TEXTE DE L'EXERCICE:

Résumé: Farid Tawill, Beyrouthin ordinaire, rentre du bureau un soir pour découvrir que l'immeuble où il vit avec sa famille a disparu et que la cité où il est né n'est plus la même. D'étranges créatures hantent ses rues méconnaissables - transsexuel philosophe, propagandiste verbeux et manipulateur, foules hystériques tueuses de chiens, le tout sous l'oeil d'un Batman obèse, figure tutélaire de cette ville avoisinant la Terre, dont le rayonnement si proche teinte d'angoisse sa nuit perpétuelle. Une atmosphère de violence et de sourde sexualité sature ce dédale livré au chaos. Complètement perdu, Farid se réfugie chez son ami Émile, qui vient de quitter femme et enfants pour s'installer avec sa maîtresse, la languide Ani, qui porte le nom d'un village rendu au désert et pose sur le monde un regard fataliste. À mesure que la nuit avance, les fantômes, les remords, les espérances et les échecs du passé assiègent Farid. Ce constat de l'absurdité et de la futilité de nos actes trouve son apogée dans une quadruple mort.
F
arid sort éreinté par sa journée de travail. Lorsque le bus le dépose à l'entrée de son quartier, il n'a qu'une envie : retrouver son immeuble, sa maison. Pourtant, il le sent, il se passe quelque chose d'anormal, tout a changé autour de lui, les rues sont désertes et la nuit est tombée sur ce coin de Beyrouth. Ni vraiment chez lui, ni totalement ailleurs, la lente déambulation nocturne de Farid s'entame et le mènera sur des routes insondables.
Jorj Aabou Mhaya propose un travail au lavis noir, impressionnant de maîtrise. Ses dégradés donnent à cette ville, ces bâtisses portant encore les stigmates de la guerre, ces paysages urbains une puissance incroyable. Incroyable, comme le rendu de cette nuit, principal théâtre de l'action : pesante, étouffante, inquiétante, seulement éclairée par une lune en forme de Terre, elle semble ne jamais vouloir finir. Au milieu de ce cadre, des êtres caricaturés, certains déformés - au cou démesuré, à la musculature exagérée ou aux corps souvent dénudés - composent la faune de cette flore de béton. Tout participe à cette ambiance malsaine et énigmatique, chaque détail apporte une touche supplémentaire à cette fresque sensuelle et bouillonnante : un tag sur un mur, le nom d'un médicament, les ombres, les symboles sur les vêtements, des tableaux accrochés dans une pièce.
Au fil de sa progression et de ses rencontres, le héros s'interroge, se questionne : a t-il vraiment choisi sa vie ou l'a t-il simplement subie ? S'épanouit-il dans le cabinet d'assurances qui l'emploie ou aurait-il pu devenir artiste ? Au delà de l'art, quelle est la place de l'amour dans son existence ? Où va ce pays en guerre à l'époque où il y a grandi ? Est-il seulement guéri aujourd'hui ? Comme ces questions, les références, nombreuses - François Truffaut, Gustave Courbet, les comics, Dieu -, et les inspirations se mélangent et s'entrechoquent pour accoucher d'une allégorie troublante sur la condition d'un homme écrasé entre modernité et modèle capitaliste d'un côté et histoire ou tradition de l'autre.
OVNI graphique et narratif, Ville avoisinant la Terre, hypnotise, déroute et questionne autant qu'il dérange. Une entrée remarquée dans la bande dessinée franco-belge, d'une force qui, assurément, impose Jorj Abou Mhaya comme un auteur à suivre.

TÂCHE À RÉALISER: Reproduisez fidèlement le passage de la critique de Ville avoisinant la Terre qui commence aux mots « Jorj Aabou Mhaya » et s'arrête après les mots « dans une pièce. ». Vous n'aurez pas besoin des lignes.

DONNÉES FOURNIES:
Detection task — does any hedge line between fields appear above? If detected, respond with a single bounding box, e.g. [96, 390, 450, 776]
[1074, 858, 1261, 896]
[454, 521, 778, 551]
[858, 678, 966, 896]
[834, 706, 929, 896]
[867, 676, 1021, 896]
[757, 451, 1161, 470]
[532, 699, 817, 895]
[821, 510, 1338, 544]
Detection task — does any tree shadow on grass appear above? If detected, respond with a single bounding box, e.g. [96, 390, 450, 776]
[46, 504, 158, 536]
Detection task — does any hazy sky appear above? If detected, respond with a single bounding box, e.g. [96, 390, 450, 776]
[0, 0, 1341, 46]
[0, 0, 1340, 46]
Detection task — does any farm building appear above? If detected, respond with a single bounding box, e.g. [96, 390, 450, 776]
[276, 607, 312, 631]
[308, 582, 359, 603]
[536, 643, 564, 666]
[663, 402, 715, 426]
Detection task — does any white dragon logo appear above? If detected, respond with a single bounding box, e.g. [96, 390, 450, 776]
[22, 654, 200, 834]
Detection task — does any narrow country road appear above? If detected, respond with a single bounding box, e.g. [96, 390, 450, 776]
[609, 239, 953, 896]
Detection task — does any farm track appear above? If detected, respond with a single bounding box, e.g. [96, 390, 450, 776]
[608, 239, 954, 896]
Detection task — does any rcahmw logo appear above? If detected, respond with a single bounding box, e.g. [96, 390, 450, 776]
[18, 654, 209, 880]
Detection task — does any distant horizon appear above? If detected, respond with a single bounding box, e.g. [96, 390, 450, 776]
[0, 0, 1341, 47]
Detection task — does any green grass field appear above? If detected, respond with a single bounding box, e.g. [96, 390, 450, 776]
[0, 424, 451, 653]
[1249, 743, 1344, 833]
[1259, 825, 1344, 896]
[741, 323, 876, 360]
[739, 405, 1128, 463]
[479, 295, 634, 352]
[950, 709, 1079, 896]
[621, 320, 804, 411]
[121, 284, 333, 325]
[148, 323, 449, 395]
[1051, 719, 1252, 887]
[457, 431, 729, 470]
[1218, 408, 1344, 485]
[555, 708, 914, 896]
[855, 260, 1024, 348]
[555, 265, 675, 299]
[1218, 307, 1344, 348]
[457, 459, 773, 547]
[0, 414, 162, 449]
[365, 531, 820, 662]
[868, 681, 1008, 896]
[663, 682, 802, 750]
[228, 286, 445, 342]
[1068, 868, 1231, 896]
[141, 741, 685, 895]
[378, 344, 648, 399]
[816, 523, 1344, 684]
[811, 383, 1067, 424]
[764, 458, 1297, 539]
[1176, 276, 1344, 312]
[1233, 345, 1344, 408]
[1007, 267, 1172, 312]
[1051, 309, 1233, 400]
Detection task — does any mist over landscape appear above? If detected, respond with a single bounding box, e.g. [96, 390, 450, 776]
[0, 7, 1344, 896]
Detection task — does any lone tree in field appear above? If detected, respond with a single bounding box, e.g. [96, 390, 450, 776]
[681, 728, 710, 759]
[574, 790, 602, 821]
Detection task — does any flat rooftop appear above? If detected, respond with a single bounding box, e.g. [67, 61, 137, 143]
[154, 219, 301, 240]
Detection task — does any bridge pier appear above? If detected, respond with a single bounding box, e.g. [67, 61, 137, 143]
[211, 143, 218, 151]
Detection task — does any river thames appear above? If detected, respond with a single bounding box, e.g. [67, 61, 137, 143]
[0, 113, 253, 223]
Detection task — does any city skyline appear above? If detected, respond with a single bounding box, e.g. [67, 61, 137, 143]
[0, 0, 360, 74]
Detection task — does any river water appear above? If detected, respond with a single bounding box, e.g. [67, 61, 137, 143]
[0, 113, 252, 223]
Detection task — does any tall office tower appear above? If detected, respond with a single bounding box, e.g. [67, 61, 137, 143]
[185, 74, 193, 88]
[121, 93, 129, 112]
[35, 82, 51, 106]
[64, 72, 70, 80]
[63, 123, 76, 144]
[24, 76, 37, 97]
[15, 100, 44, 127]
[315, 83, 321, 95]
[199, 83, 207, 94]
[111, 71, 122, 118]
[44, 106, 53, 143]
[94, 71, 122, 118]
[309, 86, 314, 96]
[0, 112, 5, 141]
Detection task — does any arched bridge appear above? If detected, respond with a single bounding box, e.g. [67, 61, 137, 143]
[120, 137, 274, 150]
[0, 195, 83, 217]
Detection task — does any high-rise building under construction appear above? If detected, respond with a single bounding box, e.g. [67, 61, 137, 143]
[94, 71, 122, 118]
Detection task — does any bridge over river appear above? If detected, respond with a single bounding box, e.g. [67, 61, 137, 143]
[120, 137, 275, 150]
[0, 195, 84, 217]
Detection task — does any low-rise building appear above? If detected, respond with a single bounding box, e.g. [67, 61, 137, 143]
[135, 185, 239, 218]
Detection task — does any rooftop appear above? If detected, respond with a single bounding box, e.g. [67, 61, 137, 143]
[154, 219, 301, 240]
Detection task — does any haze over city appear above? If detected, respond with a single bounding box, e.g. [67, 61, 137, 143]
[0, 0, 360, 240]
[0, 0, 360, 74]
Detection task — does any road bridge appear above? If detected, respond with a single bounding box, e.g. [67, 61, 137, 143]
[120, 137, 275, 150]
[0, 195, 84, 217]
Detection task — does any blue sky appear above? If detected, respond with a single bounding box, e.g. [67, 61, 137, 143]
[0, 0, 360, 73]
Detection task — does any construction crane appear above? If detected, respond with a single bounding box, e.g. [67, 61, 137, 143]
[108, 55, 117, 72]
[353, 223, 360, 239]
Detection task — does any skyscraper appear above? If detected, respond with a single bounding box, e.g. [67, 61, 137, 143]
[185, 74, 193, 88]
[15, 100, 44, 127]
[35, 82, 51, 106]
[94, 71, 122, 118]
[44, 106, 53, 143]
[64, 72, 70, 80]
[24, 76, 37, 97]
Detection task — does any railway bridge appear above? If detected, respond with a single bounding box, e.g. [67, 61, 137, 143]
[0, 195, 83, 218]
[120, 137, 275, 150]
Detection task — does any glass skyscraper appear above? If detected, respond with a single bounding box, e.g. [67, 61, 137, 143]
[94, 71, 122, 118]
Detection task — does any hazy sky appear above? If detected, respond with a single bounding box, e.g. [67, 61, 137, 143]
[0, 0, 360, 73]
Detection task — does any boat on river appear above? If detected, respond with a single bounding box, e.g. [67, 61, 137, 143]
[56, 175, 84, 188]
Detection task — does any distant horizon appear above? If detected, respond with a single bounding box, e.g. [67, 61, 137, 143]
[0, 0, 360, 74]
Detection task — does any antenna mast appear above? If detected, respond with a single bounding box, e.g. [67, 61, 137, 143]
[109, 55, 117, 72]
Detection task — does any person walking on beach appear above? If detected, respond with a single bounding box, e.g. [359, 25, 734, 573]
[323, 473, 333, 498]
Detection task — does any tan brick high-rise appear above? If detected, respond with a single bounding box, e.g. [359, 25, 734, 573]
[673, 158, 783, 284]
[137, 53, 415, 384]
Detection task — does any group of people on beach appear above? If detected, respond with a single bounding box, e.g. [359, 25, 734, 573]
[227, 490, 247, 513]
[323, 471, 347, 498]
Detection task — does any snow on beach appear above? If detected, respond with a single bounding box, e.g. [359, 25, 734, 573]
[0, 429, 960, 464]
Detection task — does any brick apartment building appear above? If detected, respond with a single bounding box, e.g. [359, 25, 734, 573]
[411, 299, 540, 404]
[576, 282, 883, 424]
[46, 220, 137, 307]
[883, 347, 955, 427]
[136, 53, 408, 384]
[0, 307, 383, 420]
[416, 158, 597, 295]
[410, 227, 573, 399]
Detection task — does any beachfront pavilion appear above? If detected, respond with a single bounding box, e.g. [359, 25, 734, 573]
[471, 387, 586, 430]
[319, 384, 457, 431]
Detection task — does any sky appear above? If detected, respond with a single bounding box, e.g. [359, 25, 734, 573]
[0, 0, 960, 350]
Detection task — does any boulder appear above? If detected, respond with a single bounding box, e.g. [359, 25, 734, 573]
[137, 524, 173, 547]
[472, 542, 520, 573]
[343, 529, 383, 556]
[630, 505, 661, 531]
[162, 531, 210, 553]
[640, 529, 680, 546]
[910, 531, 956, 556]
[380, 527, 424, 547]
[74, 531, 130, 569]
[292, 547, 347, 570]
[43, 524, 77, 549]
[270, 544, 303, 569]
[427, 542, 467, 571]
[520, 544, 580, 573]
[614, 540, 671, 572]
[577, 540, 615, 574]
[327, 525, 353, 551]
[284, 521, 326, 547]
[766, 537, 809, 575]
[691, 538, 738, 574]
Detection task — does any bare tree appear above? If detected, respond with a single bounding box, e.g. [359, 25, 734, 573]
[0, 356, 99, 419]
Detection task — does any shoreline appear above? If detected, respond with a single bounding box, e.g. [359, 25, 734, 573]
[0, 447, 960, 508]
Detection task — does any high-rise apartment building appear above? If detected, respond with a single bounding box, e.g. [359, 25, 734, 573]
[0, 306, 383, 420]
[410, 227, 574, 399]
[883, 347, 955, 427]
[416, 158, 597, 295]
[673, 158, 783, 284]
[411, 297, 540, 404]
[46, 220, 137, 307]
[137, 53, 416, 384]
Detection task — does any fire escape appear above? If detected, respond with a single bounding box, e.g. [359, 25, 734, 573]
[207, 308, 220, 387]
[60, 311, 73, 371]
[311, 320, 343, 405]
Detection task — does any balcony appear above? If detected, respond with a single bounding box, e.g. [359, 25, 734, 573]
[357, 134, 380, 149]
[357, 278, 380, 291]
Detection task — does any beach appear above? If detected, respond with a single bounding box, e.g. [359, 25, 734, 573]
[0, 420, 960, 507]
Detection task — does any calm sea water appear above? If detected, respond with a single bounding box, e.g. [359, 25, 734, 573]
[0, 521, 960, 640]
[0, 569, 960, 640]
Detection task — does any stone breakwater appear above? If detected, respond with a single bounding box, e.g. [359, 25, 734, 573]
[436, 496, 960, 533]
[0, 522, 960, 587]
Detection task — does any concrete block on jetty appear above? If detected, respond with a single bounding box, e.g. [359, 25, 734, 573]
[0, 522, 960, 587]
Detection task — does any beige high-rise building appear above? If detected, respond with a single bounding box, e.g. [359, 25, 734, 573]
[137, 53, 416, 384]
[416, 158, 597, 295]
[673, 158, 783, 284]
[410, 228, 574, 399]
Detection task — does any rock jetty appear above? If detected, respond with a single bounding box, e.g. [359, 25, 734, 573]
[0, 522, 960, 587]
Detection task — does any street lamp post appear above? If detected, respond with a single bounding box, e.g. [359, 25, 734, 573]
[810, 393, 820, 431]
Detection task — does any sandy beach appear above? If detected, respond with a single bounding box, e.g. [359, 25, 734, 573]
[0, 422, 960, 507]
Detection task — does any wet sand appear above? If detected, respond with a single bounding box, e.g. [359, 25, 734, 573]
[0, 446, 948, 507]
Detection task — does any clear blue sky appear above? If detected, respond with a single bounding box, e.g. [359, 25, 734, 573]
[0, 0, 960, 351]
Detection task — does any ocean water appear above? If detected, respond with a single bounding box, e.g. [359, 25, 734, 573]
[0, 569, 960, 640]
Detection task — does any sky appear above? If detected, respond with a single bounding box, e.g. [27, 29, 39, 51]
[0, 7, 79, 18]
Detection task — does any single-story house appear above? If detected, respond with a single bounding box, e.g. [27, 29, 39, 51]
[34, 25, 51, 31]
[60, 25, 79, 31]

TÂCHE ACCOMPLIE:
Jorj Aabou Mhaya propose un travail au lavis noir, impressionnant de maîtrise. Ses dégradés donnent à cette ville, ces bâtisses portant encore les stigmates de la guerre, ces paysages urbains une puissance incroyable. Incroyable, comme le rendu de cette nuit, principal théâtre de l'action : pesante, étouffante, inquiétante, seulement éclairée par une lune en forme de Terre, elle semble ne jamais vouloir finir. Au milieu de ce cadre, des êtres caricaturés, certains déformés - au cou démesuré, à la musculature exagérée ou aux corps souvent dénudés - composent la faune de cette flore de béton. Tout participe à cette ambiance malsaine et énigmatique, chaque détail apporte une touche supplémentaire à cette fresque sensuelle et bouillonnante : un tag sur un mur, le nom d'un médicament, les ombres, les symboles sur les vêtements, des tableaux accrochés dans une pièce.